# Supplied text
===============

1. How did you get involved in this project? What made you do it?

Harsh Mander initiated the project that led to On Their Watch. Harsh had been involved in the movement for the right to information.  He had also been deeply involved in a grassroots movement for justice in Gujarat after 2002, called Nyayagraha. Nyayagraha activists were using the Right to Information Act in their work, and Harsh was keen to use this law on a larger scale in relation to communal violence.

I had been using the RTI Act in my own work as a human rights lawyer. Seeking official information about preventing torture had led to some interesting discoveries, and I felt that the RTI Act could be used much more in documenting grave abuses of human rights and responding to them. So I was drawn to a project that would use the right to information for learning more about some of the most serious episodes of violence that India has seen.

The International Development Research Centre, and Navsharan Singh in particular, supported the research. A small team of people got involved in the project. Some, like Prita Jha, Suroor Mander and Anubha Rastogi, had experience in law and human rights. Rekha Koli had worked on using the RTI Act on a range of issues, and coordinated the rather sprawling right to information endeavor we launched. We sought official records on mass violence in Nellie in 1983, Delhi in 1984, Bhagalpur in 1989 and Gujarat in 2002.

===============

# Records shown

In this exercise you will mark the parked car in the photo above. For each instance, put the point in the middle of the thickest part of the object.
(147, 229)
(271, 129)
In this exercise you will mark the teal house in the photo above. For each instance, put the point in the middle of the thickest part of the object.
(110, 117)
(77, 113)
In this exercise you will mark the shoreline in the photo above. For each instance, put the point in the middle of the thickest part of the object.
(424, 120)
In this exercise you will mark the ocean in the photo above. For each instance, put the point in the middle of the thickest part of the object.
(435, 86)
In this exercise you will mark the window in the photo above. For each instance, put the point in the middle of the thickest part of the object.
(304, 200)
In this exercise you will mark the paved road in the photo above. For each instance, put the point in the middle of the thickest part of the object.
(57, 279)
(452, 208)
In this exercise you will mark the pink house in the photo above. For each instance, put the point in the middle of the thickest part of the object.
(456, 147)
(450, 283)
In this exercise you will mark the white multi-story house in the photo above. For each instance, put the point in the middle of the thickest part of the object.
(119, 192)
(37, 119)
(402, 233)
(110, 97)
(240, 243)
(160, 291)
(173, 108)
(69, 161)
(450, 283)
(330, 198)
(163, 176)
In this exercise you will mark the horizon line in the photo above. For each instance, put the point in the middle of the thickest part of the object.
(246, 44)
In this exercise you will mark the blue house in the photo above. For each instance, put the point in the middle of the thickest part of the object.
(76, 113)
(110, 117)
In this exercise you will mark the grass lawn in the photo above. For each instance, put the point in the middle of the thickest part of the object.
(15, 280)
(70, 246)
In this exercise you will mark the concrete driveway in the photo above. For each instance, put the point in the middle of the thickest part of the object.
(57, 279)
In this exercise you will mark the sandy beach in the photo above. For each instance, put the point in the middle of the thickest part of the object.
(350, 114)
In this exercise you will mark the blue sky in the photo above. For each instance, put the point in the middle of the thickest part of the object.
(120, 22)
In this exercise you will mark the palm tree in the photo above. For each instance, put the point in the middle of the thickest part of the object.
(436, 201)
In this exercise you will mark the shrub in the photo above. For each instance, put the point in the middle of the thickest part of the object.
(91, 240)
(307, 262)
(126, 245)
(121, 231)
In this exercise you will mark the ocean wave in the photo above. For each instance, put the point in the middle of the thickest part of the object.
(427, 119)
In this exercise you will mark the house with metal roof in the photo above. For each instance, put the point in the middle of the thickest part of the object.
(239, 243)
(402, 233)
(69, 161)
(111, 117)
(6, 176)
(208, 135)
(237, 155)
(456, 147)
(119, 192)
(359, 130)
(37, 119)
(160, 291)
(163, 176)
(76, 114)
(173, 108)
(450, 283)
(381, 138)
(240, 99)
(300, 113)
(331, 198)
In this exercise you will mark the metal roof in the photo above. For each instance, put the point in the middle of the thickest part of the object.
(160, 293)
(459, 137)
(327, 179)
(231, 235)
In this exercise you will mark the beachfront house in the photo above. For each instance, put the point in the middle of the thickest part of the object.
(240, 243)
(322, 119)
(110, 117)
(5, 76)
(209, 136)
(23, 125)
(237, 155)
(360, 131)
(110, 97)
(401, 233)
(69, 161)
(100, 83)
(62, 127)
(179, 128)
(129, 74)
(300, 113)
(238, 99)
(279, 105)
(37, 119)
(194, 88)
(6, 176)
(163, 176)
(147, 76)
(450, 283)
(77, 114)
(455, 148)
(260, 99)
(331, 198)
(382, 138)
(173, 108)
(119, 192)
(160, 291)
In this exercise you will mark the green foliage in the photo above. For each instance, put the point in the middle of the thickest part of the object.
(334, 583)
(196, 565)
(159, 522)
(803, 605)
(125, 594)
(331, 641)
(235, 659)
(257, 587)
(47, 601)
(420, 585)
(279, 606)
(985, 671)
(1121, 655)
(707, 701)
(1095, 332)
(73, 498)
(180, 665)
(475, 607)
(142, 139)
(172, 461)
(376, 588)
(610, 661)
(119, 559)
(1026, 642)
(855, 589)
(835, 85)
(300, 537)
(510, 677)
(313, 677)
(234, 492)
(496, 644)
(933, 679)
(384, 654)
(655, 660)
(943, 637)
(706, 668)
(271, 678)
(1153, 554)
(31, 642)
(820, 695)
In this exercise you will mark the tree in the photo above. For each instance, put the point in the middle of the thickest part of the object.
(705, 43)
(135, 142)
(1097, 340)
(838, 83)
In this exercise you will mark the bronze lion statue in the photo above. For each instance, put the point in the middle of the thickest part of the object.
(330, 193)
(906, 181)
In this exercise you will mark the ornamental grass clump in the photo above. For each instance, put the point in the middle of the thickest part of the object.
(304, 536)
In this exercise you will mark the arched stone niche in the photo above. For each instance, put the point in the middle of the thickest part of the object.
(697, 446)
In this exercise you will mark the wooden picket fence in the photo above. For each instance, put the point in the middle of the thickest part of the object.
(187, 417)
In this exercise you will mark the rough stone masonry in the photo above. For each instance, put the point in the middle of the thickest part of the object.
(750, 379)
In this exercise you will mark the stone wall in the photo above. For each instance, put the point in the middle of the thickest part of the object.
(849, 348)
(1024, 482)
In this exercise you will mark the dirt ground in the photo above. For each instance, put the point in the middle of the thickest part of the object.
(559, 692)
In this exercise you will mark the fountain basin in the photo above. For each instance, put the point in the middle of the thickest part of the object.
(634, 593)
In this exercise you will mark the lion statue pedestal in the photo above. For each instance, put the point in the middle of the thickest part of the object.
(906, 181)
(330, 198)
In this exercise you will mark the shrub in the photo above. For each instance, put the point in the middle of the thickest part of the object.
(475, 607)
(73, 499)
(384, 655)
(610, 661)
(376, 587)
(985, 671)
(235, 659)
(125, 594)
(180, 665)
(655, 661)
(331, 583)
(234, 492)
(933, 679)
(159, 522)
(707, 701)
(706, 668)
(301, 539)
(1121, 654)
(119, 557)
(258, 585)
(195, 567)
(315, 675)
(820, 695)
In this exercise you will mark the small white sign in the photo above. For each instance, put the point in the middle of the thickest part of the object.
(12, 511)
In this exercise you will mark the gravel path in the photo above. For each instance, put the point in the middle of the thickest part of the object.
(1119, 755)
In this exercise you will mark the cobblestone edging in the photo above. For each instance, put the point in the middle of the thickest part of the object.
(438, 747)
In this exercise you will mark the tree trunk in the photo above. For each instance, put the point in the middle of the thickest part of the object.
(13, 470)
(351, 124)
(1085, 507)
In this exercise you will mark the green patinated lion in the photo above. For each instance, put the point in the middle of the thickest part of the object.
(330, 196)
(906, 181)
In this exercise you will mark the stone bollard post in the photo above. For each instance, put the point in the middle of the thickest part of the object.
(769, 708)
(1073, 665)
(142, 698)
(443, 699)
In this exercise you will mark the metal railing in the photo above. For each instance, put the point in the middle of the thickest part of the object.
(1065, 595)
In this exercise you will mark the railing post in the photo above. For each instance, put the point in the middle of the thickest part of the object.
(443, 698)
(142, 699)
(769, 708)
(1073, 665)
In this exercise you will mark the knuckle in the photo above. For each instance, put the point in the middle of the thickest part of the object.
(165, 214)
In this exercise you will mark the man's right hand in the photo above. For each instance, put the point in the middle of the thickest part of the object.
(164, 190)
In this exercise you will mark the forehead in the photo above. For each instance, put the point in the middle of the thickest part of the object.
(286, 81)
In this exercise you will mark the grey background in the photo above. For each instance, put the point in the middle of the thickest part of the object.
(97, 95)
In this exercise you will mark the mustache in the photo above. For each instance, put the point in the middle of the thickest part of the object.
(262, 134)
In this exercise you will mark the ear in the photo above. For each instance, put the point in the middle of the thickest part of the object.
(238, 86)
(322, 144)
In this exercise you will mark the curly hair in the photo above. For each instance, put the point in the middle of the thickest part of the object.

===============

Please resume the interview about the On Their Watch project, continuing it from its final sentence.

2. The book is being seen as an example of what a dogged pursuit of RTI and the intelligent analysis of the information can achieve. However, we know there have been attempts to restrict the scope and dilute the content of RTI, even undermine it altogether. A decade’s experience shows mixed results. How does one work for a regime of transparency amidst increasing corporatist control of state policies and key institutions?

The RTI Act had been in force for about four and a half years when we began using it. We found that public authorities varied greatly in their comfort with this new law. The army seemed inexperienced, and frankly hostile, when responding (or not) to applications. The Ministry of Home Affairs seemed to routinely deflect applications by transferring them to several different departments. The police, on the whole, were reasonably responsive – the RTI Act was something they clearly dealt with routinely. However, we found that most police stations lacked capacity and misunderstood the Act – they viewed provisions that were clearly permissive as restricting information.

You’ve mentioned creeping restrictions and changes to the RTI Act. These incremental restrictions don’t surprise me. The Act attempted a 180-degree reversal of an entrenched “official secrets” culture. Many state governments have resisted the RTI Act from early on by creating cumbersome procedures that discourage people from applying for information. More recently, as you point out, the Act is in danger of being substantively whittled down.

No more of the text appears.